**Consignes:**
1) Énumérez tous les publics auxquels était destinée la brochure sur l'Égalité des sexes publiée par le PNUD en 2006, d'après le texte sur l'égalité des sexes.
2) Répondez aux questions suivantes à partir du texte sur l'égalité des sexes :
(a) En quelle année l'Institut de l'ombudsman a-t-il été inauguré ?
(b) En quel mois et quelle année la Commission sur la Traite des femmes a-t-elle été créée ?
(c) Vers quels pays des femmes et des filles sont-elles victimes de la traite pour être soumises à l'exploitation sexuelle commerciale ?
3) Poursuivez le texte sur l'égalité des sexes à partir de sa dernière phrase.

**Texte:**
*****
Plusieurs brochures d'information ont été publiées afin de clarifier certains de ces points. Une des brochures contenait les conclusions et les recommandations d'une étude sur la violence de genre, y compris des données statistiques ventilées par genre. Durant la dernière décennie, plusieurs organismes ont été créés pour aborder des sujets sociaux, de santé et d’emploi, y compris l’Institut de l’ombudsman inauguré en 2004. Toutefois, ils ont manqué d’un financement adéquat ou ils n'avaient pas le pouvoir de développer ou de soutenir des politiques efficaces pour pouvoir surmonter les inégalités entre les sexes et établir des droits et des opportunités égaux pour les femmes et les hommes. D’autres obstacles se sont présentés en raison du manque de coordination des différents individus et organismes impliqués. Le faible niveau de sensibilisation du public face à ces questions doit également être pris en compte.

En 2006, le PNUD a publié une brochure sur l’Égalité des sexes et un Bulletin électronique sur le genre et le changement (BEGC). La brochure avait pour objectif de fournir une information générale sur les sujets liés au genre, les cadres nationaux et internationaux et les mécanismes de protection et de promotion des droits de la femme. Elle était destinée aux décideurs du Gouvernement aux niveaux central et local, aux organisations de la société civile, aux défenseurs des droits de la femme, aux chercheurs ainsi qu’à toute personne cherchant une information basique sur l’égalité des droits.

Trafic de femmes

Des femmes et des filles sont victimes de la traite de personnes vers les Émirats arabes et la Turquie pour être soumises à l’exploitation sexuelle commerciale et des arméniens, hommes ou femmes, sont envoyés en Russie aux travaux forcés4.

En octobre 2002, une Commission sur la Traite des femmes a été créée, à laquelle ont participé les représentants de tous les ministères et organismes intéressés ainsi que les ONG.

La Commission a élaboré le concept de lutte contre la traite des personnes et a créé un Plan d’action national pour la période 2004-2006 et un autre pour 2007-2009. Ces plans couvrent tous les aspects relatifs à la traite de personnes, tels que l’amélioration de la législation s’y afférant, la recherche et la portée de ces sujets, l’adoption de mesures préventives, la diffusion de l’information et l’assistance aux victimes. Cependant, tout comme les autres organismes déjà mentionnés, la Commission n’a pas compté avec l’autorité et le financement nécessaire pour mettre en place ces politiques de manière efficace. La Police Nationale a également établi en juin 2005, un Département de lutte contre la traite des personnes.
*****
(Données de pointage par expression référentielle)

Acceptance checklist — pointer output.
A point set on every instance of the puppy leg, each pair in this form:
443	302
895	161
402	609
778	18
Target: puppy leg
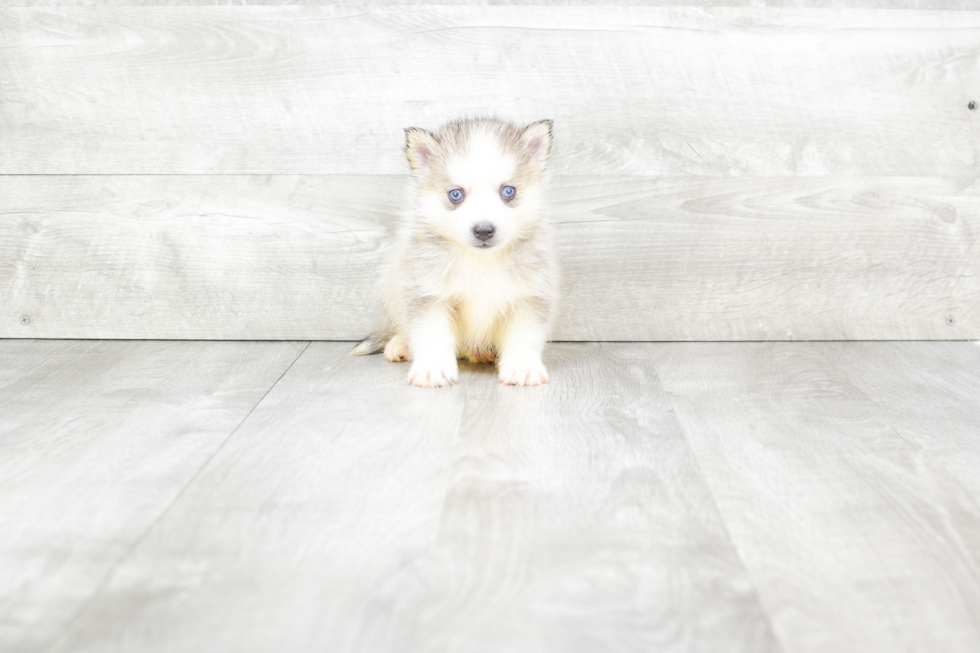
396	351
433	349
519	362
*****
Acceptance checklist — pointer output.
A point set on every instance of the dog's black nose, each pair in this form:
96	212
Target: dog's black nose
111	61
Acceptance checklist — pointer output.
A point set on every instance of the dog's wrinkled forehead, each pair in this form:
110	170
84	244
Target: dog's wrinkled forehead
*****
**Réponses:**
1)
- les décideurs du Gouvernement aux niveaux central et local
- les organisations de la société civile
- les défenseurs des droits de la femme
- les chercheurs
- toute personne cherchant une information basique sur l'égalité des droits

2)
(a) En 2004.
(b) En octobre 2002.
(c) Vers les Émirats arabes et la Turquie.

3)
Conclusions

L’utilisation de la libération féminine comme outil de propagande politique durant l’ère communiste a été très effective. De nos jours, il est habituel en Arménie de considérer que l’équité était instaurée depuis longtemps. C’est uniquement à partir de l’enseignement des femmes à propos de l’importance de la démocratie qu´elles ont commencé à comprendre l’importance de l’activisme pour combattre la
« discrimination occulte » et le manque de mécanismes pour mettre les lois en vigueur. Les académiques féministes et les activistes devraient s’unir pour orienter leurs actions vers la situation des femmes arméniennes et établir une véritable équité de genre.

 

 

 

 

 

[1] Chercheuse principale, chef du Groupe de recherche de l’Institut de linguistique de l’Académie nationale des sciences d’Arménie. Une version de cet article a déjà été publiée par Social Watch, Cuadernos Ocasionales 06, La hora de la economía de género (mars 2010). Disponible sur : <www.socialwatch.org/es/node/11578>.

2 Ce fut le premier projet connu pour une démocratie constitutionnelle. 

3 Shahamir Shahamirian, Vorogayt parats (Les pièges de la gloire), Madras, Inde, 1773, réédité à Tiflis en 1919, Article 3.

4 Voir, par exemple, Département d’État des États-Unis, Trafficking in Persons Report, Washington, DC, 2009. De plus, selon des chiffres officiels, en 2009, 60 trafiquants de personnes ont été officiellement identifiés, ce qui représente le double par rapport à l’année précédente.